** begin **
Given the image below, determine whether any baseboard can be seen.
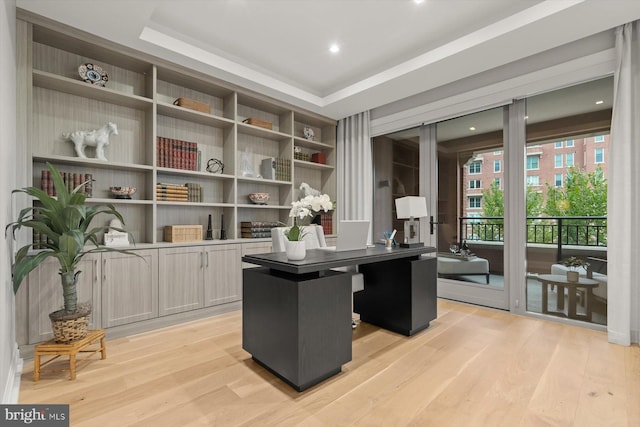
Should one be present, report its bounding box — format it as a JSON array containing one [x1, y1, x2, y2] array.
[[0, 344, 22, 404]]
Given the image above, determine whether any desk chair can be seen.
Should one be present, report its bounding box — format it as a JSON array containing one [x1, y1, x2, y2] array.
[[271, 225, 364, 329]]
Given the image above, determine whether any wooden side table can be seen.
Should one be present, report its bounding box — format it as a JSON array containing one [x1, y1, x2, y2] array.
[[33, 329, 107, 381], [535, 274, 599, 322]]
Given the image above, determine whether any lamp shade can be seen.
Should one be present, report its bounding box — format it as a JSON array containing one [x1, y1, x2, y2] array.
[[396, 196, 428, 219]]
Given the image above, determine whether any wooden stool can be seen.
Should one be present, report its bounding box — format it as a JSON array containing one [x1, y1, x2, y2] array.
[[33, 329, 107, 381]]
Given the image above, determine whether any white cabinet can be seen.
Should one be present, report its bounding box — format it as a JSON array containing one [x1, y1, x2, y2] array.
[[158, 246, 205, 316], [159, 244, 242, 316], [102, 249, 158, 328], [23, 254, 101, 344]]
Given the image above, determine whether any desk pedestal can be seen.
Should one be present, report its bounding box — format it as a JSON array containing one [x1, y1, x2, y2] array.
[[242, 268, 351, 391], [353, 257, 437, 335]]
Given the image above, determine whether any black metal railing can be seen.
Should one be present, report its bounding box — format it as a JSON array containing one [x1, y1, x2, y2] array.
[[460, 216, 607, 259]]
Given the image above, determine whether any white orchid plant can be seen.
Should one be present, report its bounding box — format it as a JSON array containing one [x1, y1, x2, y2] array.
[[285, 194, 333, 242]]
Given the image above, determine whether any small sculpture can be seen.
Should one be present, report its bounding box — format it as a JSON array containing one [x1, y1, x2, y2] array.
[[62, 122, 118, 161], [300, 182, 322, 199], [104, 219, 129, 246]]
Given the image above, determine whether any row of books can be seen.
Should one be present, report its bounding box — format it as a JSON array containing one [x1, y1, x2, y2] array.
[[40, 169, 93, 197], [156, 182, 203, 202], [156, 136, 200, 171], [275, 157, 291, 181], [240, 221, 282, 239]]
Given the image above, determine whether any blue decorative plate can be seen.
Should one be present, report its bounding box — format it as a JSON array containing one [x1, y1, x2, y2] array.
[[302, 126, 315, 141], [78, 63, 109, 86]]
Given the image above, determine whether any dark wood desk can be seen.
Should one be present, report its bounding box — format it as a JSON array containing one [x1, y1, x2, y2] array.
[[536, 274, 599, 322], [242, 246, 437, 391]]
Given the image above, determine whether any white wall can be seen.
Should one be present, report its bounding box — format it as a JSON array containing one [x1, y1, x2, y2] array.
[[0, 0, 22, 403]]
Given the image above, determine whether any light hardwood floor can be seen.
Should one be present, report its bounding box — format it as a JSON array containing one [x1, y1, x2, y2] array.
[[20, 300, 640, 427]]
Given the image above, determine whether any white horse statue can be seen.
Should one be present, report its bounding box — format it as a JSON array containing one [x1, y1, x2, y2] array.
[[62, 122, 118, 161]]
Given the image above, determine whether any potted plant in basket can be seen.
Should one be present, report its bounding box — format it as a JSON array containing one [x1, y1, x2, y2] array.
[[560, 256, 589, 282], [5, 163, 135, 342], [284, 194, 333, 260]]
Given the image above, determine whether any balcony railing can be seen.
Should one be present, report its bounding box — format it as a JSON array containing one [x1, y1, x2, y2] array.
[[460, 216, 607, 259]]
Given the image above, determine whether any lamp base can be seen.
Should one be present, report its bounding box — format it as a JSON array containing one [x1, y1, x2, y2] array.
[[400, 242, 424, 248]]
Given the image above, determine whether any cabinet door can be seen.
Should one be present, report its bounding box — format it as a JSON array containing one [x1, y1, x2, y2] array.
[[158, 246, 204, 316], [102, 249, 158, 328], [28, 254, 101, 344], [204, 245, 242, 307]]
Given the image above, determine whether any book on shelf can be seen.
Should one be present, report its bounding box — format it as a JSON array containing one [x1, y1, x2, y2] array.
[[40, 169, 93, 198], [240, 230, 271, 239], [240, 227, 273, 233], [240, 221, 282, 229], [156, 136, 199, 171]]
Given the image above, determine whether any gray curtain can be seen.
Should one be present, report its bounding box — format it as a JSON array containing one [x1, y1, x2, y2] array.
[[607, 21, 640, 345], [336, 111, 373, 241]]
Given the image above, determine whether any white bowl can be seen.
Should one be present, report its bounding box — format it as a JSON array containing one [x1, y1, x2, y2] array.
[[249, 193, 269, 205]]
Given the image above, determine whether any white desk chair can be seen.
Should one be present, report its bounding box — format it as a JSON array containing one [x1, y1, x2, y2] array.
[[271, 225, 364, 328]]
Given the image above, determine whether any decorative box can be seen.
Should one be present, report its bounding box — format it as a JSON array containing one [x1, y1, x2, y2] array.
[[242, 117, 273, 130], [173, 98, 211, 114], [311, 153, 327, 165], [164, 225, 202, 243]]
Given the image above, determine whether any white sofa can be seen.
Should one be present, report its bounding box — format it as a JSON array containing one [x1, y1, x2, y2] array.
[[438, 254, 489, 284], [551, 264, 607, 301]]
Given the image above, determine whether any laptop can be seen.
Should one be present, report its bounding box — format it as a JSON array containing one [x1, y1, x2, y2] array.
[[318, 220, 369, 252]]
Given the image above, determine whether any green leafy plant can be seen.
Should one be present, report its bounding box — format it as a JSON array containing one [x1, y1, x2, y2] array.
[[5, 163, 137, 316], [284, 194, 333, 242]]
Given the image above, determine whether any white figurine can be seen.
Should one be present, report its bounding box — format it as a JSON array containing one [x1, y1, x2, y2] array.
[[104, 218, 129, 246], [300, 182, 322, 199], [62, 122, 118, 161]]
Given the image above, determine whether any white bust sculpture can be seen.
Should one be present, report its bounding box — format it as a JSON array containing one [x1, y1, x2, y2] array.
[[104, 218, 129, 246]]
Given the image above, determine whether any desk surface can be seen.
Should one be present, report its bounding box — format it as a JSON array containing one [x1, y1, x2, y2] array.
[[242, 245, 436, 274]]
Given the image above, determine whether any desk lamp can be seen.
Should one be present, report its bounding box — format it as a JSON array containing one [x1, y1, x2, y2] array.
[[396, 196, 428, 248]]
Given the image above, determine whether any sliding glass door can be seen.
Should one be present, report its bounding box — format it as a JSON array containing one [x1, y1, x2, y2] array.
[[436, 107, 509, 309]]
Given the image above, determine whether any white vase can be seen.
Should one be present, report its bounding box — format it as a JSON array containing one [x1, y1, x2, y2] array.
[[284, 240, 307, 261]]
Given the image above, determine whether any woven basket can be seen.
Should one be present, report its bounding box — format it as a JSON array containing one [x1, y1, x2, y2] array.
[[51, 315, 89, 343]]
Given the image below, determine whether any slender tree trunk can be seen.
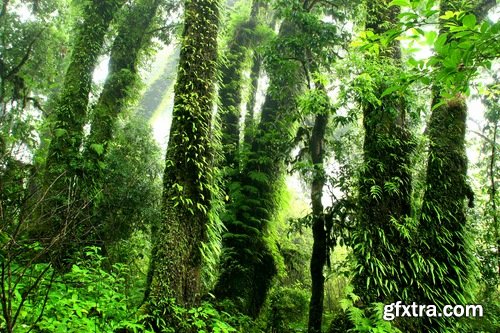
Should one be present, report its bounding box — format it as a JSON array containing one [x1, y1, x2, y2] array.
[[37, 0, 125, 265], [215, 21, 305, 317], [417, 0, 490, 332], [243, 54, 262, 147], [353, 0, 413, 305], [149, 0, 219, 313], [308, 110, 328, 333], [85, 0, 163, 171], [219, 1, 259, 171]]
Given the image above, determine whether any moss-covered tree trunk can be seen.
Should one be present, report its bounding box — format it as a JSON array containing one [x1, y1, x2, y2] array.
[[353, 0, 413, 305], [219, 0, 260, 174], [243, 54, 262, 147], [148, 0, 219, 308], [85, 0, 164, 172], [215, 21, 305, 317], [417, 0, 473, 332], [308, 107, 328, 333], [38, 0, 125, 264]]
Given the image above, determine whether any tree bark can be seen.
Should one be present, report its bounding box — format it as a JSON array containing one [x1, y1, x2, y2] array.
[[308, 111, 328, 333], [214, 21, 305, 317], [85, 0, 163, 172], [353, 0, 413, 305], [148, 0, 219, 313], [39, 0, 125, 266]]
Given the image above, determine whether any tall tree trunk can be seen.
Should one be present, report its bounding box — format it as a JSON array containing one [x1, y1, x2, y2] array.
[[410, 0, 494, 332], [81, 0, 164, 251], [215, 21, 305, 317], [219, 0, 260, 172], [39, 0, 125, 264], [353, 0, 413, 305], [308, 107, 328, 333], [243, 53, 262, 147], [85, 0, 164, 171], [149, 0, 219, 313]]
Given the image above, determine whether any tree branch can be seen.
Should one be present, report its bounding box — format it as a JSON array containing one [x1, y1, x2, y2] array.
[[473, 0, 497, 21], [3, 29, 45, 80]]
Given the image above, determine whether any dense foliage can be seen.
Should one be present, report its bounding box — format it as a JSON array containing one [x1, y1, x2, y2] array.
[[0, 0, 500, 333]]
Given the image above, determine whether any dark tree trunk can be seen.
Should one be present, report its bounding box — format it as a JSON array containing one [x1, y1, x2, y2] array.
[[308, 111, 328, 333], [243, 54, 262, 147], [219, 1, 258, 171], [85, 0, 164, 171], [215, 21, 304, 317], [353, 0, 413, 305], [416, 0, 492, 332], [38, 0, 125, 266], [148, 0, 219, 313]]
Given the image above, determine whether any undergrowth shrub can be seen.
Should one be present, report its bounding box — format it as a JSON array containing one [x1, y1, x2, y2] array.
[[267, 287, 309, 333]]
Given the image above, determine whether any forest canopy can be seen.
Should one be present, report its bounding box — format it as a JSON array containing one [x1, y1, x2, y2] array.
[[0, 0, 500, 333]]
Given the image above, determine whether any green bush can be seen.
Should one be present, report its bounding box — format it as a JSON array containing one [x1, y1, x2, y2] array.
** end **
— THE EXERCISE —
Express the lines from the line with "Given the image below, determine whether any slender" to the line with "[148, 0, 219, 313]]" as a JSON list of strings, one per line, omitting blank lines and leaving the pictures out.

— SOLVED PROBLEM —
[
  "Given the image below, determine whether any slender tree trunk can be seen.",
  "Should one be present, report its bounding box — format it as a JSON array containing one [x1, y1, x2, y2] array.",
  "[[37, 0, 125, 265], [215, 21, 305, 317], [417, 0, 490, 332], [243, 54, 262, 147], [353, 0, 413, 305], [149, 0, 219, 313], [308, 110, 328, 333], [85, 0, 163, 171], [219, 1, 259, 171]]",
  "Given the image above, determine whether any moss-covered tree trunk can be seen.",
  "Should one be present, report its bounding box — format it as a JSON array containing one [x1, y1, x2, y2] array.",
  "[[353, 0, 413, 305], [219, 0, 260, 174], [243, 54, 262, 147], [148, 0, 219, 308], [85, 0, 164, 172], [215, 21, 305, 317], [417, 0, 473, 332], [308, 107, 328, 333], [38, 0, 125, 264]]",
  "Given the image above, determine whether any tree bark can be seen.",
  "Should one be present, report its bounding box — format it as a JSON array containing one [x1, y1, x2, y2] array.",
  "[[308, 111, 328, 333], [214, 21, 305, 317], [85, 0, 163, 172], [353, 0, 413, 305], [148, 0, 219, 313], [39, 0, 125, 266]]",
  "Given the image above, determine whether any tall tree trunk can be seen.",
  "Should one be present, report its bounding box — format it as a JSON array containing one [x1, y1, x2, y2] array.",
  "[[410, 0, 494, 332], [81, 0, 164, 251], [215, 21, 305, 317], [219, 0, 260, 172], [39, 0, 125, 264], [353, 0, 413, 305], [308, 107, 328, 333], [243, 53, 262, 147], [85, 0, 164, 171], [149, 0, 219, 313]]",
  "Given the image above, determine whether any tree branch can be seen.",
  "Should one be present, report its bounding box — format it as a JSON array containing one [x1, y1, x2, y2] array.",
  "[[473, 0, 497, 21], [3, 29, 45, 80]]",
  "Given the image above, determine whether any dense foliage can be seen.",
  "Should one be present, report its bounding box — format it as a JSON array containing one [x1, y1, x2, y2] array.",
  "[[0, 0, 500, 333]]",
  "Given the image above, determine whether any dark tree trunk can be seen.",
  "Should one be present, report its bounding box — format it as a JSON array containing one [x1, y1, x2, y2] array.",
  "[[308, 111, 328, 333], [243, 54, 262, 147], [219, 1, 258, 171], [85, 0, 164, 171], [215, 21, 304, 317], [353, 0, 413, 305], [416, 0, 492, 332], [38, 0, 125, 266], [148, 0, 219, 313]]"
]